• RECORDS:

---+---

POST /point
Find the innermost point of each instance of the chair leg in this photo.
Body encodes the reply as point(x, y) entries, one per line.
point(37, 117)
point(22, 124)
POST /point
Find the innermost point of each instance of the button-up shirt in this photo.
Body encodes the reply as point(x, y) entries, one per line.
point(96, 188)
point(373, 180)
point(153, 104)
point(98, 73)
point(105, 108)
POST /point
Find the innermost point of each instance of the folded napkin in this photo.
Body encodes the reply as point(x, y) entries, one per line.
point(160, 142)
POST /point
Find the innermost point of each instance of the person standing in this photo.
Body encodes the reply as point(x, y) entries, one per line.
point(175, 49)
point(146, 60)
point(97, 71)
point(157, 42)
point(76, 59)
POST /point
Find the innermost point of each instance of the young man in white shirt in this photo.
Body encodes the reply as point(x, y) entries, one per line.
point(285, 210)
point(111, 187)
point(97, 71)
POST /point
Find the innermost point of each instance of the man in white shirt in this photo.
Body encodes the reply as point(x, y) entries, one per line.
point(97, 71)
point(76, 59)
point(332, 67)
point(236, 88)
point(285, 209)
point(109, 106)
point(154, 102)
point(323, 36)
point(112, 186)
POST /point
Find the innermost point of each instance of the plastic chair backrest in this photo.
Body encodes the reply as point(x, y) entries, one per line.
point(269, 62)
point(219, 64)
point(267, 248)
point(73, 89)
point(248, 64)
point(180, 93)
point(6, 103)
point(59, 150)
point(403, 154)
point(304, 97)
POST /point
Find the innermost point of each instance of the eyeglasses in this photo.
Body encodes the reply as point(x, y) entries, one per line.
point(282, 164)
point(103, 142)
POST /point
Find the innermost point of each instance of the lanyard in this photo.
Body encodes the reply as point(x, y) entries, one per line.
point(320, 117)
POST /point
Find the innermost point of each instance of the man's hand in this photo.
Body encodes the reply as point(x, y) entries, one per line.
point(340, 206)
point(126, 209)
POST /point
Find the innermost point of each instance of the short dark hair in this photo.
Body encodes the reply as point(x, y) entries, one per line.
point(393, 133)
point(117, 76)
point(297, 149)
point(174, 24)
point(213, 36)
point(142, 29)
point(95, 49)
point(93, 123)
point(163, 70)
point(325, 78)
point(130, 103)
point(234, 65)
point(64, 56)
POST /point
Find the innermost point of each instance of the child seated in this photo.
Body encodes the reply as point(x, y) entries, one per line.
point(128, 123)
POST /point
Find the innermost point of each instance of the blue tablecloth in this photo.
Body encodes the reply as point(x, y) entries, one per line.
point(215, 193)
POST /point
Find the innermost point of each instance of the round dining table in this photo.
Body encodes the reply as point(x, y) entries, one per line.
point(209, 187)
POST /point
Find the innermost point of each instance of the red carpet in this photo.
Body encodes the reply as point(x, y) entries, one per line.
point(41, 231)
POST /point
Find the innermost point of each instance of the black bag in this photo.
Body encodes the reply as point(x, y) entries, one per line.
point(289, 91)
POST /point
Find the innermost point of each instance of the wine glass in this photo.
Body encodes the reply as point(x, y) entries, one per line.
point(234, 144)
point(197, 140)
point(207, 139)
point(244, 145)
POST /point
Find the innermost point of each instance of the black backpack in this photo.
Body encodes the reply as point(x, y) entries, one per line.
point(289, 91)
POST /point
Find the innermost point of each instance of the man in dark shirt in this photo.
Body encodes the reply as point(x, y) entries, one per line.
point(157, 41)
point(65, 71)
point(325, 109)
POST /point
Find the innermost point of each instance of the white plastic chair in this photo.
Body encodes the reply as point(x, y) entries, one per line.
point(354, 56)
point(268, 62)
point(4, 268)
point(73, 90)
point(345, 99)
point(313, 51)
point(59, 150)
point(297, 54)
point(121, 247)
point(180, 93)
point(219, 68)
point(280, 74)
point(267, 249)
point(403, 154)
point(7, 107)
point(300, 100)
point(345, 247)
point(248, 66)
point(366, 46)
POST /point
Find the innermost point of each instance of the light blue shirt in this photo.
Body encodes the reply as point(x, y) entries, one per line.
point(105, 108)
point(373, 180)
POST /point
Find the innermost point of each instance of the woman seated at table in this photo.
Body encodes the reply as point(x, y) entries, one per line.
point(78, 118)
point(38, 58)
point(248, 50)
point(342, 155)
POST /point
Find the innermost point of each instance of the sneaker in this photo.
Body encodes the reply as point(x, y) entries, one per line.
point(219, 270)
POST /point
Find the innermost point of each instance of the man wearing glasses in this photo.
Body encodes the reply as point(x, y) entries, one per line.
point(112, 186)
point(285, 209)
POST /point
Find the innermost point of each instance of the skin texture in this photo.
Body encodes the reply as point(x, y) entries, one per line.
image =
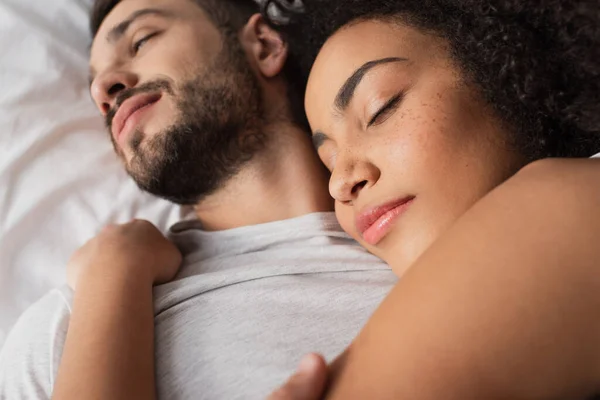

---+---

• GOAL: Extract every line of the material that contains the word "chair", treating uppercase and lowercase as different.

• RESPONSE TO THE TASK:
Find the innermost point of each instance of the chair leg in this photo.
Find the innermost point of each instance of the plastic chair backrest in this photo.
Find the innermost point of each instance of the white plastic chair in this photo.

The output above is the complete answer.